About this task =>
Check every line of the data and copy the ones where "pine" appears.

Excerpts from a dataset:
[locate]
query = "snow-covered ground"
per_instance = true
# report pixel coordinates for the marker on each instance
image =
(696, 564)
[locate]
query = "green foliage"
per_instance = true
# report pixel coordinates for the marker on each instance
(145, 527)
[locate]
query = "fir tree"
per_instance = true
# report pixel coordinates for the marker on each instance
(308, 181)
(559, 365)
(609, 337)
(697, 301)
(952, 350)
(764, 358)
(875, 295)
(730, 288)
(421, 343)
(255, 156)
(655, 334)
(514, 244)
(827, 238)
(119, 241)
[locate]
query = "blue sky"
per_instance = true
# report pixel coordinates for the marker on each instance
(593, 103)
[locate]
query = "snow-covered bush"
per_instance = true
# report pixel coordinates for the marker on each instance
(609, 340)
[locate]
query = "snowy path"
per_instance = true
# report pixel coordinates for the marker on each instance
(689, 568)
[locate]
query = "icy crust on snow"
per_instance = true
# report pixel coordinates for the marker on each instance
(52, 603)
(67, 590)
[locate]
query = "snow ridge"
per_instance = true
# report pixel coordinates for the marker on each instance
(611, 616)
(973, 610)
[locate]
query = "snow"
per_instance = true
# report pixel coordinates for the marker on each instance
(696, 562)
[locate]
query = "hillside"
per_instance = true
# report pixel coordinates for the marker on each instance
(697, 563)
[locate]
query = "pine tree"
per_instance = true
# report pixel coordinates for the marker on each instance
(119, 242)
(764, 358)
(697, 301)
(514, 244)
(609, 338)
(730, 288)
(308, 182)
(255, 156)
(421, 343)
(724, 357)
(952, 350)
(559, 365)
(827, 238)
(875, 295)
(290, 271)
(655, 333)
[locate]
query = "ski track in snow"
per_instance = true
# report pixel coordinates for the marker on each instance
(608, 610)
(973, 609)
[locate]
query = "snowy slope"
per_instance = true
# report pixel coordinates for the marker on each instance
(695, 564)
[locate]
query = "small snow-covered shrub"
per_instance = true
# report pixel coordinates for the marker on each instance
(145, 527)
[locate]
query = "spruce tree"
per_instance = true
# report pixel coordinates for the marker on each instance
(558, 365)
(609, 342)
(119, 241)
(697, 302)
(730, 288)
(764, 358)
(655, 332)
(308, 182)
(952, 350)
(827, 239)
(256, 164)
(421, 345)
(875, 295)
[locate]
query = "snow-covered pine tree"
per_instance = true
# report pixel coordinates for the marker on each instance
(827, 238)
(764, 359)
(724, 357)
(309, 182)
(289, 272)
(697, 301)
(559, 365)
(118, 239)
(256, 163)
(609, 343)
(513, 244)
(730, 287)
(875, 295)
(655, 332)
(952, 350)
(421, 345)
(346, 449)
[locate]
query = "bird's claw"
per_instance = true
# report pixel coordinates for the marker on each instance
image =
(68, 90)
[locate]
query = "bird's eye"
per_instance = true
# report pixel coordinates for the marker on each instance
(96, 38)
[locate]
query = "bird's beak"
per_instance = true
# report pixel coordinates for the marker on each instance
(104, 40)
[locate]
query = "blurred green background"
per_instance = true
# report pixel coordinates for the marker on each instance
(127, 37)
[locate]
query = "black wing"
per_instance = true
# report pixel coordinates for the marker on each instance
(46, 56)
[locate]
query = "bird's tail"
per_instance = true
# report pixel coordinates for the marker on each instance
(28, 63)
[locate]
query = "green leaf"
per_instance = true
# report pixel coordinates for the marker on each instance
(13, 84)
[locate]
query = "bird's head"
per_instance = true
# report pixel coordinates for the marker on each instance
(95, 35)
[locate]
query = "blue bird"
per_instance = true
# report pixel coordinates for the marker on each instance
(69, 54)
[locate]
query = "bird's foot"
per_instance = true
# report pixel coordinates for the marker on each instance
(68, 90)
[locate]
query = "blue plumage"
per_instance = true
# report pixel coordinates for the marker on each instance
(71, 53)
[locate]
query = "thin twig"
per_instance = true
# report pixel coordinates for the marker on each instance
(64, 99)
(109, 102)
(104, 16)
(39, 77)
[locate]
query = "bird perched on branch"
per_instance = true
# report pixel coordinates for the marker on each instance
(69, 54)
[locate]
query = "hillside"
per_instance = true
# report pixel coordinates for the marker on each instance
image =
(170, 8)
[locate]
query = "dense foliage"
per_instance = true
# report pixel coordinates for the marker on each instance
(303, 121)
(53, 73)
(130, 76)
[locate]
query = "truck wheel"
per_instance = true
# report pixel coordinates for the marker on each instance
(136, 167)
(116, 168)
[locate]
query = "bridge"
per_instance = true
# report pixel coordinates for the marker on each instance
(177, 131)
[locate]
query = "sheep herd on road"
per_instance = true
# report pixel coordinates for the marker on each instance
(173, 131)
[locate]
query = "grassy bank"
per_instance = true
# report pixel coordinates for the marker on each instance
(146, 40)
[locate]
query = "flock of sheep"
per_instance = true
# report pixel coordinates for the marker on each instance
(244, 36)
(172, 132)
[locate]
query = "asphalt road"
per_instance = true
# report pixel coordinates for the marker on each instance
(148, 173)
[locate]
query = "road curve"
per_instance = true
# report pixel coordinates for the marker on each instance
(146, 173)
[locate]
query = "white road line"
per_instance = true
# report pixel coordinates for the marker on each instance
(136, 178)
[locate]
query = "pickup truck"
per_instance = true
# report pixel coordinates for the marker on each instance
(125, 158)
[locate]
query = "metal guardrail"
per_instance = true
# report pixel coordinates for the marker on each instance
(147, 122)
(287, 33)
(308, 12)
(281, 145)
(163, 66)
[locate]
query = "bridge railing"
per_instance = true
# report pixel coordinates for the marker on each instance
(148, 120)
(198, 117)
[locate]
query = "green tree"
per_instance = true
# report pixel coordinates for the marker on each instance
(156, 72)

Finished exercise =>
query = "pine tree"
query = "snow-covered pine tree"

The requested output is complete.